EXERCISE
In the records below, locate the line containing "dining table in the photo above.", then output that line and all later lines exactly, through the last one.

** Begin INPUT **

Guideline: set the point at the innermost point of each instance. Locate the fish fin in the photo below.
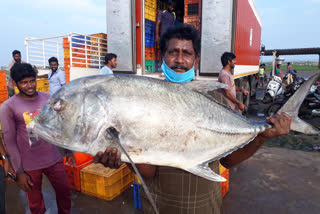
(291, 107)
(301, 126)
(208, 88)
(203, 86)
(113, 134)
(204, 171)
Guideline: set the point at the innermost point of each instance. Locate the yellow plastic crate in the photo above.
(150, 14)
(151, 4)
(105, 183)
(66, 52)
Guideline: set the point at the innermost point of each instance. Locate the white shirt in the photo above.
(105, 70)
(56, 80)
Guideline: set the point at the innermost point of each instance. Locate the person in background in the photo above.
(4, 169)
(261, 75)
(165, 19)
(290, 75)
(56, 76)
(228, 61)
(31, 161)
(110, 61)
(16, 59)
(173, 188)
(179, 18)
(278, 71)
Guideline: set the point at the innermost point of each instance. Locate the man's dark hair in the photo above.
(16, 52)
(109, 57)
(53, 59)
(20, 71)
(226, 57)
(182, 32)
(171, 3)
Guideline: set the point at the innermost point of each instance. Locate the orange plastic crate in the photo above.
(66, 43)
(82, 160)
(105, 183)
(150, 53)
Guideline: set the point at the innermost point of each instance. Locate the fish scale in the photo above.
(158, 122)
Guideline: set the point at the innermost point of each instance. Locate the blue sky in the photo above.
(285, 23)
(290, 24)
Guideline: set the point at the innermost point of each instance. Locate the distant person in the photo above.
(278, 71)
(288, 65)
(261, 75)
(290, 74)
(56, 76)
(31, 162)
(228, 61)
(110, 61)
(165, 19)
(4, 169)
(16, 59)
(179, 18)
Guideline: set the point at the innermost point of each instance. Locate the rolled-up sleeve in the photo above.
(9, 131)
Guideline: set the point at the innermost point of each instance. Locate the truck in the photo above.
(224, 25)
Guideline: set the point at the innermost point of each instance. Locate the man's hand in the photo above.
(24, 181)
(7, 168)
(70, 159)
(281, 126)
(109, 158)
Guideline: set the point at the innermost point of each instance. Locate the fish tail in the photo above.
(291, 107)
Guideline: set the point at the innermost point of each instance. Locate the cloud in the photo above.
(88, 7)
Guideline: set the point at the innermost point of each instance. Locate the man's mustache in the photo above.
(179, 67)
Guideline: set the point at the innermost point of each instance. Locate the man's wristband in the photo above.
(6, 156)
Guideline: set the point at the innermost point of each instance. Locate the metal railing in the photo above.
(72, 50)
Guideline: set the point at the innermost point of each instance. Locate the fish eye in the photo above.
(59, 105)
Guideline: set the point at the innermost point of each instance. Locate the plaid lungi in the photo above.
(179, 192)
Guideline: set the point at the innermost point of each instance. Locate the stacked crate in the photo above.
(150, 54)
(99, 49)
(78, 52)
(224, 185)
(105, 183)
(3, 87)
(43, 85)
(82, 160)
(192, 13)
(66, 47)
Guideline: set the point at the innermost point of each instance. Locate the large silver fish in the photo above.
(158, 122)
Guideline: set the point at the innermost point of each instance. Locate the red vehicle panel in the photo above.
(247, 52)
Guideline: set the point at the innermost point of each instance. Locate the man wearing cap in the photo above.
(165, 19)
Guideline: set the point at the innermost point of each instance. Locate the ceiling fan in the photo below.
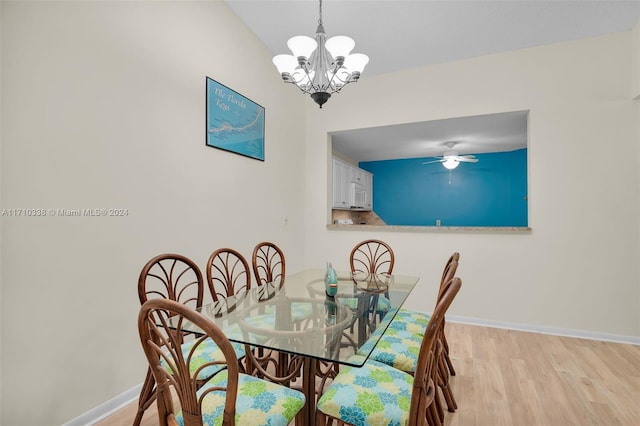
(450, 159)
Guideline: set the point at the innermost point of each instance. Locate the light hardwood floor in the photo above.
(507, 377)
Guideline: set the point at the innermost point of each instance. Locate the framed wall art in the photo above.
(234, 123)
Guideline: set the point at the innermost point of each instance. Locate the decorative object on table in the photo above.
(320, 67)
(234, 123)
(331, 281)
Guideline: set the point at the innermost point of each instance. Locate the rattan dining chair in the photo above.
(228, 274)
(268, 264)
(380, 394)
(228, 397)
(372, 257)
(173, 277)
(369, 258)
(399, 343)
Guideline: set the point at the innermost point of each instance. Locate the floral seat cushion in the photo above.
(396, 348)
(206, 352)
(374, 394)
(258, 402)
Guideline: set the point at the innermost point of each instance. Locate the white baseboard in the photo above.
(107, 408)
(591, 335)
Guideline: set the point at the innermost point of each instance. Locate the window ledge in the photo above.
(356, 227)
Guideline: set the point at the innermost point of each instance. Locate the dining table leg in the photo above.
(309, 370)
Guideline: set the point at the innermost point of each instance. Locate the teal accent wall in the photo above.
(491, 192)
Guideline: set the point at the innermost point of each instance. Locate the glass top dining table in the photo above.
(311, 332)
(299, 318)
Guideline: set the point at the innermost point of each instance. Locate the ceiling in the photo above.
(398, 35)
(471, 135)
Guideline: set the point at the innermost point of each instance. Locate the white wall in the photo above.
(103, 107)
(577, 270)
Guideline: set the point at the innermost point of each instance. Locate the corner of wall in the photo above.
(635, 64)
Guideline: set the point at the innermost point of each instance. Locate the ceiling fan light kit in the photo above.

** End INPUT **

ANSWER TO THE PROBLEM
Guideline: set the point at the innermost point of each instance. Locate the glass top dining table in the photo above.
(311, 332)
(299, 318)
Guideline: set the point at the innermost point of each instance. Locate the ceiling in the photo above.
(398, 35)
(471, 135)
Guideline: set the point at the innermost point of each instance. Locate the white wall in the photo above.
(103, 107)
(577, 270)
Guideline: set the point at the innermost point of each instance. Locate the corner of wall in the photo above.
(635, 64)
Guideline: set the point at the innermost point of each instance. Locate the ceiling fan light kit in the photo above.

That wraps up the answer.